# Task list
1. Answer these questions about the report on BCG vaccination and lung cancer:
(a) Which institution is Naomi Aronson with?
(b) How many participants in the present analysis were in the vaccine group?
(c) What was the lung cancer rate among those who received the vaccine?
2. Pick up the news report on BCG vaccination and lung cancer after its last sentence and keep writing it.

# Exercise passage
/---

BCG vaccination linked to reduced incidence of lung cancer
medwireNews: Receipt of the Bacillus Calmette-Guérin (BCG) vaccine may reduce the risk for developing lung cancer, suggests a secondary analysis of a clinical trial conducted in American–Indian and Alaska Native populations.
Naomi Aronson (Uniformed Services University of the Health Sciences, Bethesda, Maryland, USA) and colleagues found that patients given the BCG vaccine had a 2.5-fold lower rate of lung cancer than patients not given the vaccine.
They emphasize that “this is the first analysis to show a protective association of BCG vaccination with lung cancer,” and add: “Given the high mortality rate of cancer and the low cost of BCG vaccines, our data could have important public health implications.”
The team used data from a placebo-controlled trial of the BCG vaccine (strain 317 or 575) that enrolled 3287 American–Indian and Alaska Native participants from five US states between 1935 and 1998. The present analysis included 2963 of the participants, of whom 1540 were in the vaccine group and 1423 in the placebo group.
During 60 years of follow-up, there was no significant difference in the overall rate of cancer diagnosis between the BCG vaccine and placebo groups, at 222 and 262 cases per 100,000 person–years, respectively.
However, the incidence of lung cancer was significantly lower among individuals who received vaccination than those who did not, at 18.5 versus 45.4 cases per 100,000 person–years, which equated to a 62% reduced risk for developing lung cancer with receipt of the vaccine, after taking into account factors such as sex, alcohol overuse, and smoking.

\---

# Information shown
/---

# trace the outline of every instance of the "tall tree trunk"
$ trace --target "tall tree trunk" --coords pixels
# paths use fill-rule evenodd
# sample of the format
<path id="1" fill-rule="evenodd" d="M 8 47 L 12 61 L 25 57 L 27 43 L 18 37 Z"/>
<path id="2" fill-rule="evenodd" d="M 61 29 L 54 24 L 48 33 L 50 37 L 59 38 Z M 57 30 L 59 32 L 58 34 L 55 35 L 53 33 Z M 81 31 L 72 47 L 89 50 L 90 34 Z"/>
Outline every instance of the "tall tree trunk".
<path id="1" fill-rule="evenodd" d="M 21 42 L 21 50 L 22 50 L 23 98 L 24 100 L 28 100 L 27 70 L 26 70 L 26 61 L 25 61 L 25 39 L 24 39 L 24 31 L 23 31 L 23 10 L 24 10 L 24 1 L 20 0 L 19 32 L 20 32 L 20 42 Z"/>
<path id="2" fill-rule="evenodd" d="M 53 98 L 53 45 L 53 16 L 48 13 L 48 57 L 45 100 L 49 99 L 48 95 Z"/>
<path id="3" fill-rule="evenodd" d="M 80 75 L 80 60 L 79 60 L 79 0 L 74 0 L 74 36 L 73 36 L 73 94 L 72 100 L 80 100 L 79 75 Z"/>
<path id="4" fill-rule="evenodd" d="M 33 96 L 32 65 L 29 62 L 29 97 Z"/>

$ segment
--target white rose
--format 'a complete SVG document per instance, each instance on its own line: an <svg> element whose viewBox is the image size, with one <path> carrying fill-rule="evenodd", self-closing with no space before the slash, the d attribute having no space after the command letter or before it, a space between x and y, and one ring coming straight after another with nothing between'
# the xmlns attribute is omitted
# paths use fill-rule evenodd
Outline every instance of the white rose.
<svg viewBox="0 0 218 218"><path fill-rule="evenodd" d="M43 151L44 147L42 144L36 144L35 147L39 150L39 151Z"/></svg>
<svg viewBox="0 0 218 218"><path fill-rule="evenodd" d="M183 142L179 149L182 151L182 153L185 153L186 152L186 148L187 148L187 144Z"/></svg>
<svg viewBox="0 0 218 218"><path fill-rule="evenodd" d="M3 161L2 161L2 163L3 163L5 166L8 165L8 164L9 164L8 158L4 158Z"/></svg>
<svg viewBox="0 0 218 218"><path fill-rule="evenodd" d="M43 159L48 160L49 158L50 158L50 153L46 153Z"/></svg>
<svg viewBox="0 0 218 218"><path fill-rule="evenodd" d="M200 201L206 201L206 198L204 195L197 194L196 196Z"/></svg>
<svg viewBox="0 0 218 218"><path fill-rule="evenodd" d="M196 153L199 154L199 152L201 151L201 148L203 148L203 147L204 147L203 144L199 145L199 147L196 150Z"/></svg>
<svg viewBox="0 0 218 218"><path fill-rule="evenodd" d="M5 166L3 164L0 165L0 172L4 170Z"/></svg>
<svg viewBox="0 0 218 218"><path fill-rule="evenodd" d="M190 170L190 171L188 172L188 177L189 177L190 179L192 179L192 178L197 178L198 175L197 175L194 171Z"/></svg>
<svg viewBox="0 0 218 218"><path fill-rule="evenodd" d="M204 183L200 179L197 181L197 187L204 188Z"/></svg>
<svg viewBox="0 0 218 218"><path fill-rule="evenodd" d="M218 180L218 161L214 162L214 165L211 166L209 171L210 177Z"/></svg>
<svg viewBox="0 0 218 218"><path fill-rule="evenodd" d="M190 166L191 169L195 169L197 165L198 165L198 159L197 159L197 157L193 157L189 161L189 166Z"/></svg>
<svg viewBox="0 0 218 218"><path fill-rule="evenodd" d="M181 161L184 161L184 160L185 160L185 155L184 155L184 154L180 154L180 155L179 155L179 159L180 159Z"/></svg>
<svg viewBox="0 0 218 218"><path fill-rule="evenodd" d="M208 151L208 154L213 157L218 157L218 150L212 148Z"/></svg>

\---

# Per-task outputs
1.
(a) Uniformed Services University of the Health Sciences, Bethesda, Maryland, USA
(b) 1540
(c) 18.5 cases per 100,000 person–years

2.
Of the other evaluated risk factors, smoking history or missing smoking history were significantly associated with an increased incidence of lung cancer (hazard ratios [HRs]=2.44 and 5.29, respectively).
By contrast, alcohol overuse or missing alcohol history were associated with a reduced incidence (HRs=0.33 and 0.26), which the researchers state “likely reflects competing risks (ie, liver failure, pancreatitis, and other cancers).”
Additionally, a prior tuberculosis diagnosis was not associated with a higher risk for lung cancer, leading the authors to comment that these data “are consistent with existing research indicating that BCG vaccination is associated with diverse immunological effects independently of [tuberculosis].”
The researchers note that previous studies have found “increased rates of lymphoma and leukemia in BCG-vaccinated populations.” However, the current analysis identified similar rates of both types of malignancy in the patients given BCG and those given placebo.